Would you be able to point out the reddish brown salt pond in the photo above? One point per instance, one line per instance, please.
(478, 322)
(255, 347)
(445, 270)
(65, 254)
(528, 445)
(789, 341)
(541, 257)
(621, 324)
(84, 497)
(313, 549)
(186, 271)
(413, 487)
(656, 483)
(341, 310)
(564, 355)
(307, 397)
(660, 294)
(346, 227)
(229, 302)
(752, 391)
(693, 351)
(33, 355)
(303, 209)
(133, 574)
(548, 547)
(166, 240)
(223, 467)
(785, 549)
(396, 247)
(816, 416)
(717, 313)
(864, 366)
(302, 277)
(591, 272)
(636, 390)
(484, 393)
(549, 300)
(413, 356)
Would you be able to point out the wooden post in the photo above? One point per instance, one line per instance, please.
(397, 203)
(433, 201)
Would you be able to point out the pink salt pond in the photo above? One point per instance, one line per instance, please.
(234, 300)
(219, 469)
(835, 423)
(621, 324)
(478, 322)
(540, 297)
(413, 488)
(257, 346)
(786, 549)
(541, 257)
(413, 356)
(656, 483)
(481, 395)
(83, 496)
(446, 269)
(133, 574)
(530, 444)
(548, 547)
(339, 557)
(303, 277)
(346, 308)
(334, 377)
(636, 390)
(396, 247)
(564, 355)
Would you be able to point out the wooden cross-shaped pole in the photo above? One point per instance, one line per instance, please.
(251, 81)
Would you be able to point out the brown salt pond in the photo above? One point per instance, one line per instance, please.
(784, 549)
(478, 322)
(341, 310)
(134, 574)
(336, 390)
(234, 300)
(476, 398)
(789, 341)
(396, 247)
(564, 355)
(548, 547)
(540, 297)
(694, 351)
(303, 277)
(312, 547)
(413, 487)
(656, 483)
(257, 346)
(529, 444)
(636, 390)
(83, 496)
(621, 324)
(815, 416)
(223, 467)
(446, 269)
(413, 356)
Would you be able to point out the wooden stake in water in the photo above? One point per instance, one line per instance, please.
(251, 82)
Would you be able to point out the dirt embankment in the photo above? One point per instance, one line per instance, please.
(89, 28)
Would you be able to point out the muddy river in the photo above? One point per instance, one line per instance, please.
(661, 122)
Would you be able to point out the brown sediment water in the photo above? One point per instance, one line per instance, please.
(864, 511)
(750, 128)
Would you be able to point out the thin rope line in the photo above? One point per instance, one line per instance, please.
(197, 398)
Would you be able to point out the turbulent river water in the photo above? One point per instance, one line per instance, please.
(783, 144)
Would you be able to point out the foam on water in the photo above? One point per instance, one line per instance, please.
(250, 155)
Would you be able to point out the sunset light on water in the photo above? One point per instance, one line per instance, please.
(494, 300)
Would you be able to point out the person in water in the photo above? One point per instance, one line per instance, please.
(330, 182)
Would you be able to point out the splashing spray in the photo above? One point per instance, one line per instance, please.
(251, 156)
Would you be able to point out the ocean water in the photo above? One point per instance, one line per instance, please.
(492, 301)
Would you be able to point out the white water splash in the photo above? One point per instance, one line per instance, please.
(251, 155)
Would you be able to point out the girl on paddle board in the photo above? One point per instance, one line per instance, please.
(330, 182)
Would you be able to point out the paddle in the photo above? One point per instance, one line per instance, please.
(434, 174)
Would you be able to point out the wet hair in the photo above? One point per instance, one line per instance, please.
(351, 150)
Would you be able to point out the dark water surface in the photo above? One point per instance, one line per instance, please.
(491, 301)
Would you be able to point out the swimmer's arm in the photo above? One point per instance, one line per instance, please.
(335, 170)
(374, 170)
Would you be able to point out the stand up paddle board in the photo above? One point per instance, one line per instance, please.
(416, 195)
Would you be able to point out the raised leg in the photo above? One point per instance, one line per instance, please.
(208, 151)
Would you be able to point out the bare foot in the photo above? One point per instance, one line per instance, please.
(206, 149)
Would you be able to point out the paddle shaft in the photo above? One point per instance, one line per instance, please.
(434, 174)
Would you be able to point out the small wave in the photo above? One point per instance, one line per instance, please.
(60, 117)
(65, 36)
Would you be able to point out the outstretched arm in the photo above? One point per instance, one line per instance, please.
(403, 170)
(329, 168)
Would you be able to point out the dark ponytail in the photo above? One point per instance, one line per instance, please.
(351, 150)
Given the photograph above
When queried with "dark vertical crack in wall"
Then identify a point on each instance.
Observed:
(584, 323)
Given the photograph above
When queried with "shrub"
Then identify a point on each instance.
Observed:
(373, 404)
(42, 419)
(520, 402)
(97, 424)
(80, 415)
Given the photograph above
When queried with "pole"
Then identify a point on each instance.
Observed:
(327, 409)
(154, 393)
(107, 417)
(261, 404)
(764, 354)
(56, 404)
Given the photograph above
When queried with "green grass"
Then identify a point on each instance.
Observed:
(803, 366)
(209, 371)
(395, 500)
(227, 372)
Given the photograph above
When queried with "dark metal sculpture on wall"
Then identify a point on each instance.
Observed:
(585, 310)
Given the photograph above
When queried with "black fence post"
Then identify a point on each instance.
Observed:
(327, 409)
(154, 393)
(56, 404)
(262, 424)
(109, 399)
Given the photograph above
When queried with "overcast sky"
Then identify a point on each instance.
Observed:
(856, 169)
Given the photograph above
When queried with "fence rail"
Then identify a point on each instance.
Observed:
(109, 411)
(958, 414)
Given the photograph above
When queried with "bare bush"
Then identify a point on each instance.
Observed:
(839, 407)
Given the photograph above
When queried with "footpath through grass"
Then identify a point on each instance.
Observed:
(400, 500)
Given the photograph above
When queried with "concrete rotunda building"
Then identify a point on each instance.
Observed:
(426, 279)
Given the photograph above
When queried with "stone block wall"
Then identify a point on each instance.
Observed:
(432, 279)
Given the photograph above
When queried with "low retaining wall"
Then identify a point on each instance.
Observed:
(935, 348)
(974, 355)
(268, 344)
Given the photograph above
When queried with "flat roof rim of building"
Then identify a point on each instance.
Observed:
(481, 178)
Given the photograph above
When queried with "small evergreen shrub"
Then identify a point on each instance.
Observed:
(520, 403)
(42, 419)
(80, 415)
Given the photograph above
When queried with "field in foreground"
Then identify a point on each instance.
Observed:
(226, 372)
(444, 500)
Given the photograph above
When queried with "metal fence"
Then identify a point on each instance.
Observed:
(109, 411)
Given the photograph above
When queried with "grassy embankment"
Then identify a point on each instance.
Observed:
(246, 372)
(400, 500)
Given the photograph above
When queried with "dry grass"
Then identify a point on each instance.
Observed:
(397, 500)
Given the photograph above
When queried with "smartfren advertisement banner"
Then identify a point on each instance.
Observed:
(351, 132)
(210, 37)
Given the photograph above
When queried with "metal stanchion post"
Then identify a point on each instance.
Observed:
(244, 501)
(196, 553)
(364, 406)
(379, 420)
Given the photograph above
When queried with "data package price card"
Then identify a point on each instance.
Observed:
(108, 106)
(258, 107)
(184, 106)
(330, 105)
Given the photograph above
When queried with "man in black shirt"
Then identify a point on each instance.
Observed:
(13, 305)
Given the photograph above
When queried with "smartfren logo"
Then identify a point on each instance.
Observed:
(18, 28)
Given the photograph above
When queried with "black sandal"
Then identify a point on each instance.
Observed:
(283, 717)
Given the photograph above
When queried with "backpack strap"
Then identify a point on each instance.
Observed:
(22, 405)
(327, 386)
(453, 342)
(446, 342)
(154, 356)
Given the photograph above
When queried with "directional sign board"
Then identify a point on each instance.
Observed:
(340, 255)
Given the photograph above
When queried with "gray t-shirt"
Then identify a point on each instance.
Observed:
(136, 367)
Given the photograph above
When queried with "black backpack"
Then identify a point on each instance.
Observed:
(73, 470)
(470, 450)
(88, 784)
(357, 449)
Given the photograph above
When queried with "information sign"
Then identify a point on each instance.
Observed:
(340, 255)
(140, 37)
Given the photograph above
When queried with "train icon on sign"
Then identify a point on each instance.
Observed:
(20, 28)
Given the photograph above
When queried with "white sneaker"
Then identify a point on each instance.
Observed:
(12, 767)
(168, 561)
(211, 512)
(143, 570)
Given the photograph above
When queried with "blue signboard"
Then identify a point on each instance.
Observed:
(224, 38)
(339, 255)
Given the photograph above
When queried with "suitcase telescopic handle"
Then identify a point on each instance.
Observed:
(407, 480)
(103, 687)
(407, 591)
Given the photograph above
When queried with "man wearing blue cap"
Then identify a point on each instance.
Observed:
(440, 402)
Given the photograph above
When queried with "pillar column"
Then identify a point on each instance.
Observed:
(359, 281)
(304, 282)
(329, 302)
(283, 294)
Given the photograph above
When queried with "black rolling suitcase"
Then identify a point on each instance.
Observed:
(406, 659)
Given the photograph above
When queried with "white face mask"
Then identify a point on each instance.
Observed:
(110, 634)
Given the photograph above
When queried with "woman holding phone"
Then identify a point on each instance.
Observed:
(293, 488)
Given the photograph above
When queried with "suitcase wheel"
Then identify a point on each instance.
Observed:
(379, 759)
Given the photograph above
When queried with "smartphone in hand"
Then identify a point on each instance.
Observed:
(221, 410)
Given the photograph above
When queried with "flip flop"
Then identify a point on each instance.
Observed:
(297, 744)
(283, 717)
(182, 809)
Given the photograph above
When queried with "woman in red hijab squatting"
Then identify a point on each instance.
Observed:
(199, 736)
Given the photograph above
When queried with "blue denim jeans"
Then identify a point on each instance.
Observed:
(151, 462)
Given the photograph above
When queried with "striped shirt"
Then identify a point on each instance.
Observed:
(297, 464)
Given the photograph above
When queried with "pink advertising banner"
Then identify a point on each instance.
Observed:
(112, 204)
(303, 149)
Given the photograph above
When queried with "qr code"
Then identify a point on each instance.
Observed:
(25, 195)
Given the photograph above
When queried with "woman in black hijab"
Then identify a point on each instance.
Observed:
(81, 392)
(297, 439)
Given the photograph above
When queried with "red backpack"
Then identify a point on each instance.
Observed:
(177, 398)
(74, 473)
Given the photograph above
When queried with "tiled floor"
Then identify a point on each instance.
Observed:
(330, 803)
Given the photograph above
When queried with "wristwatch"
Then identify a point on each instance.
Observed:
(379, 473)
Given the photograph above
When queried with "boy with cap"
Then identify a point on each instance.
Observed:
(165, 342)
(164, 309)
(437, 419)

------------------------------------------------------------

◆ What to produce:
Find every line in the data above that contains the word "pole" and copy each of those lines in full. Case counts.

◆ Output of the exercise:
Would you be able to point out the wooden cross-shaped pole in the photo above? One point per instance, one line per instance, please.
When queried with "pole"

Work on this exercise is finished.